Excerpt to read:

_ _ _ _ _

Research & Papers

RCP: Representation Consistency Pruner for Mitigating Distribution Shift in Large Vision-Language Models

New pruning method removes 88.9% of visual tokens, slashing FLOPs by 85.7% while maintaining performance.

Deep Dive

A research team led by Jianwei Zhang and Pengcheng Zheng has introduced RCP (Representation Consistency Pruner), a breakthrough framework designed to dramatically reduce the computational cost of Large Vision-Language Models (LVLMs) like GPT-4V or LLaVA. These models suffer from prohibitive inference costs because they process massive numbers of visual tokens through their language decoders. Existing pruning methods often cause significant performance degradation due to distribution shift—when removing tokens alters the model's internal representations away from what it was trained on. RCP solves this by integrating two key innovations: a cross-attention pruner that uses the model's own attention patterns to predict which tokens to remove consistently across layers, and a Delayed Repair Adapter (DRA) that caches the essence of pruned information and applies it later during answer generation.

_ _ _ _ _

Tasks to carry out:
1. What share of visual tokens does the pruning method in the RCP article remove?
2. Copy the RCP article word for word, from "RCP: Representation Consistency" down to "while maintaining performance.".

_ _ _ _ _

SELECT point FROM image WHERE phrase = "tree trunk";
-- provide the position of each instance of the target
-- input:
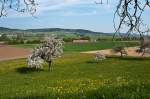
(50, 64)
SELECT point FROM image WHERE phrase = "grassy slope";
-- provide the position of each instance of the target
(69, 47)
(76, 76)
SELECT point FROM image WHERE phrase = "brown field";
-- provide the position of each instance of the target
(8, 52)
(108, 52)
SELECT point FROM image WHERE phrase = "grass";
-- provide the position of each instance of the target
(77, 76)
(70, 47)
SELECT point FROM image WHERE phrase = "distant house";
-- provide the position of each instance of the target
(80, 41)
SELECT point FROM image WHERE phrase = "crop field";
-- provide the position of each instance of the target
(77, 76)
(70, 47)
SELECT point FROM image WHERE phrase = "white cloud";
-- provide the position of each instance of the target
(71, 13)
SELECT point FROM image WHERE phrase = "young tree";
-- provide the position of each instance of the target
(48, 50)
(145, 47)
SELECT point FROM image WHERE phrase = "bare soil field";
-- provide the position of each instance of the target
(108, 52)
(8, 52)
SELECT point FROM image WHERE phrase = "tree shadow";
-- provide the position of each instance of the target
(130, 58)
(25, 70)
(93, 61)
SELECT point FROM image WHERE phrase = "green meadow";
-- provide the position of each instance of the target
(78, 76)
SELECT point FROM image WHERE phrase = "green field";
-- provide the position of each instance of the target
(70, 47)
(77, 76)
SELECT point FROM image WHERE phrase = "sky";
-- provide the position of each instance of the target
(70, 14)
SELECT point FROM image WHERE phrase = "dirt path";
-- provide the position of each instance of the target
(108, 52)
(8, 52)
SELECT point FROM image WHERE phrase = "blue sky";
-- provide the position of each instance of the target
(82, 14)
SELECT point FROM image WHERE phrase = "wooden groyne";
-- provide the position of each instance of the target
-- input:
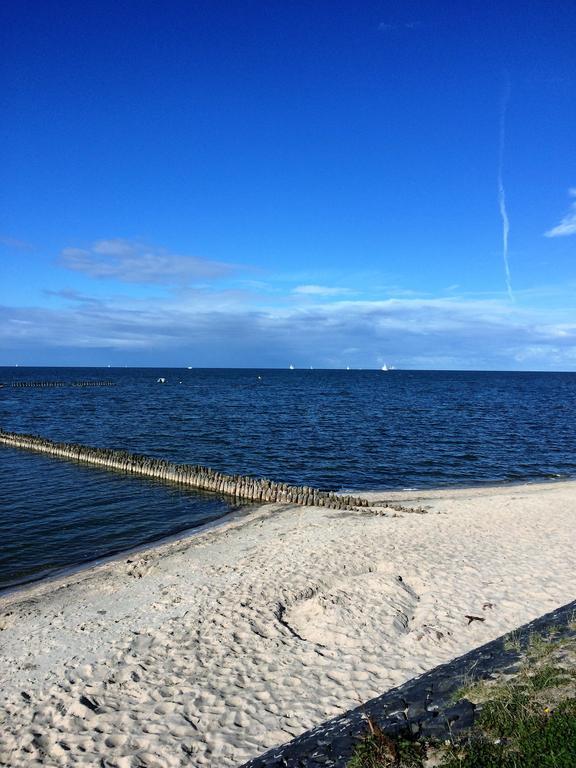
(201, 478)
(51, 384)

_ _ _ _ _

Responses by task:
1. 88.9% of visual tokens.

2.
RCP: Representation Consistency Pruner for Mitigating Distribution Shift in Large Vision-Language Models

New pruning method removes 88.9% of visual tokens, slashing FLOPs by 85.7% while maintaining performance.